**Work to be completed**.
Write out the stretch of lines below that begins at the line with "Task: indicate the cypress" and ends at the line with "Task: indicate the green", including both, exactly as given and nothing more.

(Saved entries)
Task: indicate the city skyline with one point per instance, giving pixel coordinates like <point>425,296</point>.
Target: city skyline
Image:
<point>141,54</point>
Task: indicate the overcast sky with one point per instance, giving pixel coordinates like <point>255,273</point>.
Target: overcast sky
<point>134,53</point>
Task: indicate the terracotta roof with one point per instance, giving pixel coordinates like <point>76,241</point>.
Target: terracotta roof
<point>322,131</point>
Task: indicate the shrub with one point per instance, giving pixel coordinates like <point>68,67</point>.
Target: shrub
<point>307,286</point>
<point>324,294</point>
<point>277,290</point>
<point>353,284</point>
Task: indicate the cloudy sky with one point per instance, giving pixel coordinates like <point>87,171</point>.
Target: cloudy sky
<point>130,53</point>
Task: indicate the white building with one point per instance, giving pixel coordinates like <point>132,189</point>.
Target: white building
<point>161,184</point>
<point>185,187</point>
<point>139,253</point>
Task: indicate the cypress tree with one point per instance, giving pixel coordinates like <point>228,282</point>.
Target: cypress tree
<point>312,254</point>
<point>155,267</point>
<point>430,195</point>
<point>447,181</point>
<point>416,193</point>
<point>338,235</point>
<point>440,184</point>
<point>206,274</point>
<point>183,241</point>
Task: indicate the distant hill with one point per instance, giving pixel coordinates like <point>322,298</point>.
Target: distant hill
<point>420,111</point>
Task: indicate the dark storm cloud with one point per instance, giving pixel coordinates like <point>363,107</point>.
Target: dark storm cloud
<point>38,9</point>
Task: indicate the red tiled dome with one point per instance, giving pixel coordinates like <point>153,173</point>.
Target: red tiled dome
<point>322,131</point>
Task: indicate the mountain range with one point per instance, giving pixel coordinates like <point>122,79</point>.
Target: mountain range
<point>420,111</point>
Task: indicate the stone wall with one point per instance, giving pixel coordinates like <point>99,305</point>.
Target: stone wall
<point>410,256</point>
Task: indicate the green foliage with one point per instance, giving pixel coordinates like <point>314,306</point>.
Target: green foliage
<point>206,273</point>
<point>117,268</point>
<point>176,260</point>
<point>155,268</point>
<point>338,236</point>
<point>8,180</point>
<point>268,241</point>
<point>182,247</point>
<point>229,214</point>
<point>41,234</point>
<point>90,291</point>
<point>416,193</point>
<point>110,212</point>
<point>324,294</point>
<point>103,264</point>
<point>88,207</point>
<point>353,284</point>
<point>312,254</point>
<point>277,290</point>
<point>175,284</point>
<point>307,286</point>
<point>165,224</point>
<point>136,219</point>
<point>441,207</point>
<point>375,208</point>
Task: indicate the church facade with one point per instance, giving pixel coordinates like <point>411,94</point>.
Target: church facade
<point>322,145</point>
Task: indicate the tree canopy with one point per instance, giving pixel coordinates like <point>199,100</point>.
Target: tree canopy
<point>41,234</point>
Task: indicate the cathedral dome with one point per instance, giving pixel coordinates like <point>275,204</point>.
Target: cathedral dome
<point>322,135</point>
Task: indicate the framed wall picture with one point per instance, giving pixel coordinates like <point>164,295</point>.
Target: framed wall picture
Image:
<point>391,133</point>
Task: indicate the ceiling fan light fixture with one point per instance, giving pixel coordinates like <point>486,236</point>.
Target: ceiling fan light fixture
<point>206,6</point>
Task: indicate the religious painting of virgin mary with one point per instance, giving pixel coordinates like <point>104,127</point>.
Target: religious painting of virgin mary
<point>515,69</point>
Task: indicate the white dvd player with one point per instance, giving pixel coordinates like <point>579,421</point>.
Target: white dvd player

**Written answer**.
Task: indicate the cypress tree with one point per instance, giving pixel coordinates like <point>228,282</point>.
Target: cypress tree
<point>312,254</point>
<point>155,267</point>
<point>430,195</point>
<point>447,181</point>
<point>416,193</point>
<point>338,235</point>
<point>440,184</point>
<point>206,274</point>
<point>183,241</point>
Task: indicate the distant hill with one point per instance, giving pixel coordinates like <point>322,298</point>.
Target: distant hill
<point>420,111</point>
Task: indicate the dark storm cloud with one point per instance, giving pixel coordinates like <point>363,107</point>.
Target: dark storm cloud
<point>38,9</point>
Task: indicate the red tiled dome with one point per instance, giving pixel coordinates like <point>153,173</point>.
Target: red tiled dome
<point>322,131</point>
Task: indicate the mountain range with one point per instance, giving pixel coordinates like <point>122,79</point>.
Target: mountain range
<point>420,111</point>
Task: indicate the stone wall with one point per instance, giving pixel coordinates like <point>99,305</point>.
Target: stone wall
<point>410,256</point>
Task: indicate the green foliage with one point per instance, giving pixel coordinates like <point>314,306</point>.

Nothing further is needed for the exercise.